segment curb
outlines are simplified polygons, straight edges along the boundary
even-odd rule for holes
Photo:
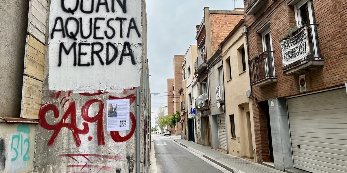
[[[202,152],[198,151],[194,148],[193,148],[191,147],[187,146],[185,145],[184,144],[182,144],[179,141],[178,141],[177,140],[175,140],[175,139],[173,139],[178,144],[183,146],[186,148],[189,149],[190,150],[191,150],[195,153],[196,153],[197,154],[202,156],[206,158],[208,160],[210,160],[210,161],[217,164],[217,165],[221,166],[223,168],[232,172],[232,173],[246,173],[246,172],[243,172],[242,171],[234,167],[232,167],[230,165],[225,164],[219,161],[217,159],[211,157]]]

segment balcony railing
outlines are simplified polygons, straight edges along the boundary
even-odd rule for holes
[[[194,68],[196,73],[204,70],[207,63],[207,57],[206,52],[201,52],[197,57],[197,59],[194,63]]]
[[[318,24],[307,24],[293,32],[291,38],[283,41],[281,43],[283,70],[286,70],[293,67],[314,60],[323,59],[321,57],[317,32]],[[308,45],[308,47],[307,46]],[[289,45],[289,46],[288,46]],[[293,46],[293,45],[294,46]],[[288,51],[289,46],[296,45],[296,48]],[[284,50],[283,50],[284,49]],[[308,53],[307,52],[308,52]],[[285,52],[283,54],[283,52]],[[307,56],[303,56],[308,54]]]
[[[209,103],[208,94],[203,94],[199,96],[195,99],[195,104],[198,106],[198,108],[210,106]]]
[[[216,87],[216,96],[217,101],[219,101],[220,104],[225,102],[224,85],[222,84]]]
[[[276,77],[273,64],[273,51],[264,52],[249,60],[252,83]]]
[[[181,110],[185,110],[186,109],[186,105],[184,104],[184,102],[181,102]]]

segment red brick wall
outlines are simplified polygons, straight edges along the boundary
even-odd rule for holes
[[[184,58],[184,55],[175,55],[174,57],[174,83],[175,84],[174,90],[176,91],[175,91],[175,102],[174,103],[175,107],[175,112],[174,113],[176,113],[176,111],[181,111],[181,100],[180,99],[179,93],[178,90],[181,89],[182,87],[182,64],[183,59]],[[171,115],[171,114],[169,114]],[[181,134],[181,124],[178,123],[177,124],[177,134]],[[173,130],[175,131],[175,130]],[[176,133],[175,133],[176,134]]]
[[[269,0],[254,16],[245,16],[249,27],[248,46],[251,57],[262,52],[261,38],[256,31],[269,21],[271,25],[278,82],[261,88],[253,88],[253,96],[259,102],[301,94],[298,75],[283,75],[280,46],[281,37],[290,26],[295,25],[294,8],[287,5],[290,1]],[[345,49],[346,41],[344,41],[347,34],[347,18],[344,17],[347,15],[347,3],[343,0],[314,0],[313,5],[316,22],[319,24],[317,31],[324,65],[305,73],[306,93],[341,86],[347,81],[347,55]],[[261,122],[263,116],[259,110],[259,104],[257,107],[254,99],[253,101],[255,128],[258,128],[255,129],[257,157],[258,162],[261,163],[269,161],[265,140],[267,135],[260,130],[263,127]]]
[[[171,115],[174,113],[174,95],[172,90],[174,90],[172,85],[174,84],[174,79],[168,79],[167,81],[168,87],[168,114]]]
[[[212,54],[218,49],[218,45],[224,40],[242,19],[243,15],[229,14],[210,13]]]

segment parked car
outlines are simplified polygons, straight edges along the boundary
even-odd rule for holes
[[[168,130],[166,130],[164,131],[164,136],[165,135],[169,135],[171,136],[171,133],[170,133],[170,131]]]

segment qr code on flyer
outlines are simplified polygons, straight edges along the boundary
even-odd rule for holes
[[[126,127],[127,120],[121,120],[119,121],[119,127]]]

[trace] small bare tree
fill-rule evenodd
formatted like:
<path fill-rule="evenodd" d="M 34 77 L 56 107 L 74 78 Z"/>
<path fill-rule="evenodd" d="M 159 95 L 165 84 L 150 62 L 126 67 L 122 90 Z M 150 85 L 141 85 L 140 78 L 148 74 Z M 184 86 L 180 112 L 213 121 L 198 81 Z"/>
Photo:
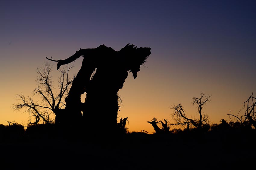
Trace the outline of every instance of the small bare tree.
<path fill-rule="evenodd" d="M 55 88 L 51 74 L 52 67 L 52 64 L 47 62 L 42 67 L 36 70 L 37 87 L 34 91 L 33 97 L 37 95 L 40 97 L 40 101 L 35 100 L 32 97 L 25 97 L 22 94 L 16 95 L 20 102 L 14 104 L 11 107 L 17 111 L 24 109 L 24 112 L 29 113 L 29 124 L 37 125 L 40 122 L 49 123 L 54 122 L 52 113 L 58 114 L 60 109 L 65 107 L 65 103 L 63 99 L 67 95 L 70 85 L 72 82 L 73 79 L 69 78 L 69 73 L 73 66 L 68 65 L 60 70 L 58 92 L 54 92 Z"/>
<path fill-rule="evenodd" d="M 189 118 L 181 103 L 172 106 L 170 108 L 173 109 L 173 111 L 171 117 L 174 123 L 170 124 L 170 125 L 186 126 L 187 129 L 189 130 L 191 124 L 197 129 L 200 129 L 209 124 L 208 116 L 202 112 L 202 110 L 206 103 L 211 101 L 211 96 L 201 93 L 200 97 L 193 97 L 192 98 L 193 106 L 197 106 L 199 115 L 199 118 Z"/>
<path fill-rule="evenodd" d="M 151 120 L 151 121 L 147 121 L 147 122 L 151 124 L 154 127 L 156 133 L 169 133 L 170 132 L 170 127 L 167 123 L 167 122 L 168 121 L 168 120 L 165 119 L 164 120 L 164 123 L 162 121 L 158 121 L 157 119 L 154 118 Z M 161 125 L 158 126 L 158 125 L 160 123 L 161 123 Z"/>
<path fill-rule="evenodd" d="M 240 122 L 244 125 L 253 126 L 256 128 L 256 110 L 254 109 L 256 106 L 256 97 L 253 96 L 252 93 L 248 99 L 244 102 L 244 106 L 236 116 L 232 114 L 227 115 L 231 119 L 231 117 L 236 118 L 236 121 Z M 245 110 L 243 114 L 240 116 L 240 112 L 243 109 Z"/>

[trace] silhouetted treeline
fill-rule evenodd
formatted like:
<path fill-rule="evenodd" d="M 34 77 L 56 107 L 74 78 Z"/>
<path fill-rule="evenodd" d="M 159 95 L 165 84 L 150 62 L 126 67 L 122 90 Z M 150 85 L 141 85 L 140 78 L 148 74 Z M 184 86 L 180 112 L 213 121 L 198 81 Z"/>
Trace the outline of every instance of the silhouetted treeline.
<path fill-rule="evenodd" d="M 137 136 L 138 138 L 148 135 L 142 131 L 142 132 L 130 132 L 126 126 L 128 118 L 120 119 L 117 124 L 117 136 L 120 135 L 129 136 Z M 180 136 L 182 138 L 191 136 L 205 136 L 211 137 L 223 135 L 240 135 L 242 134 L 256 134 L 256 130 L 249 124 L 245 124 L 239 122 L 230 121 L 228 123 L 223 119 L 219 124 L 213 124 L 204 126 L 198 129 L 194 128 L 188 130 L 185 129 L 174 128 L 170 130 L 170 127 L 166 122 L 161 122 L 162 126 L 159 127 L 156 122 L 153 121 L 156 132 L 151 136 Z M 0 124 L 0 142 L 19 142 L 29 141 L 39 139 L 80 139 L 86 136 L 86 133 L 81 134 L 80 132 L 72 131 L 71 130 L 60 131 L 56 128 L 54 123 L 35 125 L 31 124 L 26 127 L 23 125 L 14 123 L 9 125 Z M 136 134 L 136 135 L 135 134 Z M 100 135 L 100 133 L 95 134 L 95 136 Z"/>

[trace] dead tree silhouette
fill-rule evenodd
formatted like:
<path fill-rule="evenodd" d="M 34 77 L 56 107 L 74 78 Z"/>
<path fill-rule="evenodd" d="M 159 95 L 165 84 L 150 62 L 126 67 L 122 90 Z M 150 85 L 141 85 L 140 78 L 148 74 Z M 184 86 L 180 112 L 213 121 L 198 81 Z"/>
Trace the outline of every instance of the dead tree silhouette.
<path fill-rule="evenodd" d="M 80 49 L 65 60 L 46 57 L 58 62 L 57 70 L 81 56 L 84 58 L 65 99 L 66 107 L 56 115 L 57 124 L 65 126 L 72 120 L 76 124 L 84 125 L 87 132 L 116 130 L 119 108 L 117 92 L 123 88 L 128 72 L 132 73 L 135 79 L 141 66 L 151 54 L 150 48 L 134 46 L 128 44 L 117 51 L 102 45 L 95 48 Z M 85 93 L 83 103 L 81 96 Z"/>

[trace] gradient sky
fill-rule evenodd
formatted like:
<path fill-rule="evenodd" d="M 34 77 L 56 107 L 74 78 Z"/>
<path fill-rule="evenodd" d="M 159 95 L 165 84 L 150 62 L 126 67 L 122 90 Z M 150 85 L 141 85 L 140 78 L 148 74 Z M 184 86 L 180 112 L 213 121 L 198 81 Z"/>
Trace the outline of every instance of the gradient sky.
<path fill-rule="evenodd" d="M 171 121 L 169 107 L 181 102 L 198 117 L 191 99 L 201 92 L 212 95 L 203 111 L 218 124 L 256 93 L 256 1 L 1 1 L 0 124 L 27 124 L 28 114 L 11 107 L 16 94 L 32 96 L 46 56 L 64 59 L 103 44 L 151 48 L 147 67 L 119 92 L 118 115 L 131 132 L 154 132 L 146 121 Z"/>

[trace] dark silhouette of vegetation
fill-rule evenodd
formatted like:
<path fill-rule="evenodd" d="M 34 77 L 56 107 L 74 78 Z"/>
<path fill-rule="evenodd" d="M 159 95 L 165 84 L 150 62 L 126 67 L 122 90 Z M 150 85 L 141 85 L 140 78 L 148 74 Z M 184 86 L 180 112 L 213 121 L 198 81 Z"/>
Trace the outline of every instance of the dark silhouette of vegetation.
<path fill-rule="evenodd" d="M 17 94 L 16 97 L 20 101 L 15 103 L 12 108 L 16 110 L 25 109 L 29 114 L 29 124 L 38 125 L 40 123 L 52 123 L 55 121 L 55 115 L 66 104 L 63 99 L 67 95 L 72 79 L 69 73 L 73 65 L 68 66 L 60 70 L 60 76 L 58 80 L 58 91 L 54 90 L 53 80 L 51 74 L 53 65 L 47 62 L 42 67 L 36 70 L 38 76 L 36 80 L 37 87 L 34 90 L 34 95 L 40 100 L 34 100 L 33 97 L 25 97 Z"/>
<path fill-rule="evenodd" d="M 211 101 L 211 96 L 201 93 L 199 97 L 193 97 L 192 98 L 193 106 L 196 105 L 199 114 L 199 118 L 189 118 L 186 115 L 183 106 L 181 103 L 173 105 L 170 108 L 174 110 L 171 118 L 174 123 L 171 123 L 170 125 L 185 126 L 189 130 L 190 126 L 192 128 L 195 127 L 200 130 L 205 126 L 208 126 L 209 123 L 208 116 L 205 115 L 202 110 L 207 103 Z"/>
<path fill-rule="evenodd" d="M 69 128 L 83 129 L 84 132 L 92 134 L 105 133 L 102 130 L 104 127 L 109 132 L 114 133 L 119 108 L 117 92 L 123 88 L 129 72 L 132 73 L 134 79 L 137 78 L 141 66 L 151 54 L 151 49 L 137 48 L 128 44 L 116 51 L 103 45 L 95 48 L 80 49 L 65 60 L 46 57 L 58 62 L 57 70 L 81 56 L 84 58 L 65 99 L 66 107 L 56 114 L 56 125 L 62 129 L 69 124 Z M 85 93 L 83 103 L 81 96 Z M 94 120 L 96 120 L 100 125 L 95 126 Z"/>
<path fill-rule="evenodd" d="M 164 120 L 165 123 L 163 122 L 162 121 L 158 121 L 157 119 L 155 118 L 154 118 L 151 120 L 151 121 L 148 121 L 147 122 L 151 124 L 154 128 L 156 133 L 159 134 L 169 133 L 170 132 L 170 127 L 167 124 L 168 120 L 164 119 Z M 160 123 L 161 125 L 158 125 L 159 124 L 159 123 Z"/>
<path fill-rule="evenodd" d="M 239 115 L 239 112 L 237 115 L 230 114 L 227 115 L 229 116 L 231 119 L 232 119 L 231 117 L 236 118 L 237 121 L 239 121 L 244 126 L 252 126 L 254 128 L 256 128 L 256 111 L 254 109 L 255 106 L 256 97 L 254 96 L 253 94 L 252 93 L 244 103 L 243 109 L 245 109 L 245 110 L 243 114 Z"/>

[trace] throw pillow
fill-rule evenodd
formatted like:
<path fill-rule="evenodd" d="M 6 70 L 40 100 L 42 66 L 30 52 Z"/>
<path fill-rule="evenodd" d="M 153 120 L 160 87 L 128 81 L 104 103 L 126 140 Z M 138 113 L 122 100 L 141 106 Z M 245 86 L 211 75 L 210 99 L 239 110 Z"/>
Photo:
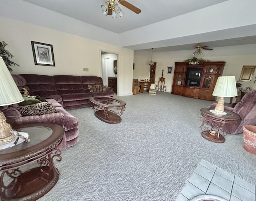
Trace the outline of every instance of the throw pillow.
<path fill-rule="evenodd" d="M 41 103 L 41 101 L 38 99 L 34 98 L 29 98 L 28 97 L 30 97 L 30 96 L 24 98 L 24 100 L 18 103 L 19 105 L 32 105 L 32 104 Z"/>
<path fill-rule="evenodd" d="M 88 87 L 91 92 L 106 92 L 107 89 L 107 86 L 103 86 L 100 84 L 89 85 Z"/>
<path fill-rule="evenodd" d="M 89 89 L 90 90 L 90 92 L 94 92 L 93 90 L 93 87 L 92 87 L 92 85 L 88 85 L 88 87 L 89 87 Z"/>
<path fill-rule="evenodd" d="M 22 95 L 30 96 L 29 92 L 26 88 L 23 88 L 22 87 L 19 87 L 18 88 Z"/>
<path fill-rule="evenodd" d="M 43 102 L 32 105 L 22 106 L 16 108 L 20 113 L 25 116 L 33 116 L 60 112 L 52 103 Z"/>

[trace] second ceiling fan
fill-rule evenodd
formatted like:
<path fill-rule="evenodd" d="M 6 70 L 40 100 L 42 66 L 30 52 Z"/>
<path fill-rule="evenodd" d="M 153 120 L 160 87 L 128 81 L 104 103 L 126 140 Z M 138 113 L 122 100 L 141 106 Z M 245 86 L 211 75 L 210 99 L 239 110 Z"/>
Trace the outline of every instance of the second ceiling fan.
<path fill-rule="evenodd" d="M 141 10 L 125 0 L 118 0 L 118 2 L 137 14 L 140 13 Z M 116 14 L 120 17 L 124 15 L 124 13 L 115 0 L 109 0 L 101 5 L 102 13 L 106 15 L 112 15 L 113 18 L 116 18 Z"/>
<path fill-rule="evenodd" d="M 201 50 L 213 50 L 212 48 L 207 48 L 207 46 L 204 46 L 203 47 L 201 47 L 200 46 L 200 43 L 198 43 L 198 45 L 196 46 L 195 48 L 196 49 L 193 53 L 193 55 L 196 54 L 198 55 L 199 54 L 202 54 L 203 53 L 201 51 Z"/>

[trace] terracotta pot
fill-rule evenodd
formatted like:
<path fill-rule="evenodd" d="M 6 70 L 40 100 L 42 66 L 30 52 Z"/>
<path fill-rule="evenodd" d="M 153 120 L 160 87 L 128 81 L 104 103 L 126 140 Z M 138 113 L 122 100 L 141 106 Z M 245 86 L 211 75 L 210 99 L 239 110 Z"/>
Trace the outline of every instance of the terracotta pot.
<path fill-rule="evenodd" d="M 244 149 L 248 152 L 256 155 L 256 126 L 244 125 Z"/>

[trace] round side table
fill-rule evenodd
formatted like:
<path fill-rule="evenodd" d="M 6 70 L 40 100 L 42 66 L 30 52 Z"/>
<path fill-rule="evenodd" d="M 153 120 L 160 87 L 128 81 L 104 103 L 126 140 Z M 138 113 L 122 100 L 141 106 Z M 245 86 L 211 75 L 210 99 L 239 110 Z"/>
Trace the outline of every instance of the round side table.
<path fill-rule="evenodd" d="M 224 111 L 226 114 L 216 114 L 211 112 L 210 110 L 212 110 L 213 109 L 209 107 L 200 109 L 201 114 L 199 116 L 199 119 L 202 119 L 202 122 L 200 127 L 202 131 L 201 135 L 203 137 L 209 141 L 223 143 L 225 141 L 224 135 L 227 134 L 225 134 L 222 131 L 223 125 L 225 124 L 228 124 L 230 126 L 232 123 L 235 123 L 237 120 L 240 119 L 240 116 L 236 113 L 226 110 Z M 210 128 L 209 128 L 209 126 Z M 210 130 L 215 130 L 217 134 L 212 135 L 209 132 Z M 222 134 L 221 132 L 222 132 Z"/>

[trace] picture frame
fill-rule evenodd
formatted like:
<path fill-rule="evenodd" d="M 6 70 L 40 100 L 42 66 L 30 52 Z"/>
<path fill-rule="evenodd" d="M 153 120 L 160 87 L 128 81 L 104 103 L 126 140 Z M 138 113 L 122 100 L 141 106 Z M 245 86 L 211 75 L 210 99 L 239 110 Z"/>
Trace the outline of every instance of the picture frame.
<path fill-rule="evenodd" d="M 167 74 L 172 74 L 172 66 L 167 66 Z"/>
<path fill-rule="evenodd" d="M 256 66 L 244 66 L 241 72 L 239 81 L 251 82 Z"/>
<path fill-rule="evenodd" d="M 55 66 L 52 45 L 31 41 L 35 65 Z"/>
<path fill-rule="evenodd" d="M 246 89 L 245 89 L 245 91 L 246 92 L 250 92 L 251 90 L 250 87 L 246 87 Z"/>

------------------------------------------------

• [Goal]: Please rewrite the lines starting at the one containing "segment red brick wall" and ending at the one containing "[[[126,127],[127,120],[121,120],[119,121],[119,127]]]", requests included, and give only those lines. Multiply every polygon coordinate in the answers by 0.45 and round each result to a whole number, with halves going up.

• [Finished task]:
segment red brick wall
outlines are simplified polygons, straight edges along the boundary
even-odd rule for holes
[[[83,26],[83,25],[79,25],[78,26],[78,37],[79,38],[78,41],[79,41],[79,41],[79,46],[78,46],[79,48],[79,50],[78,51],[79,51],[79,50],[81,50],[81,45],[81,45],[81,42],[80,41],[81,40],[82,39],[82,29],[82,27]],[[77,52],[77,51],[76,51]],[[81,60],[81,56],[80,55],[80,56],[80,60]],[[78,59],[79,59],[79,59]],[[79,60],[79,60],[79,60]]]
[[[121,0],[114,7],[110,7],[112,12],[112,21],[113,26],[118,23],[117,17],[115,14],[121,9],[122,11],[125,37],[117,40],[114,40],[114,43],[117,46],[135,42],[134,34],[127,34],[126,21],[126,17],[131,12],[133,11],[132,4],[129,2],[131,0]],[[155,22],[156,18],[155,18],[156,15],[156,8],[155,8],[156,7],[156,1],[154,0],[141,0],[141,2],[142,10],[144,11],[143,14],[146,29],[137,33],[138,42],[153,39],[156,36],[156,25]],[[117,55],[118,52],[117,50],[117,47],[116,48],[114,45],[114,45],[115,58],[116,58],[115,58],[116,71],[116,73],[117,73],[121,72],[119,63],[120,61],[117,59],[118,57]]]
[[[77,52],[78,51],[78,43],[77,41],[78,41],[77,38],[78,38],[78,36],[76,36],[75,36],[76,39],[76,51]]]
[[[95,24],[98,22],[98,20],[101,18],[109,9],[109,7],[103,6],[95,6]]]

segment parked car
outlines are simplified polygons, straight edges along the boundary
even-odd rule for holes
[[[76,59],[75,59],[74,59],[74,61],[74,61],[76,61],[77,61],[77,60],[77,60],[77,59]]]

segment qr code on flyer
outlines are simplified polygons, straight edges along the boundary
even-odd rule for holes
[[[57,57],[57,54],[54,54],[54,54],[54,57]]]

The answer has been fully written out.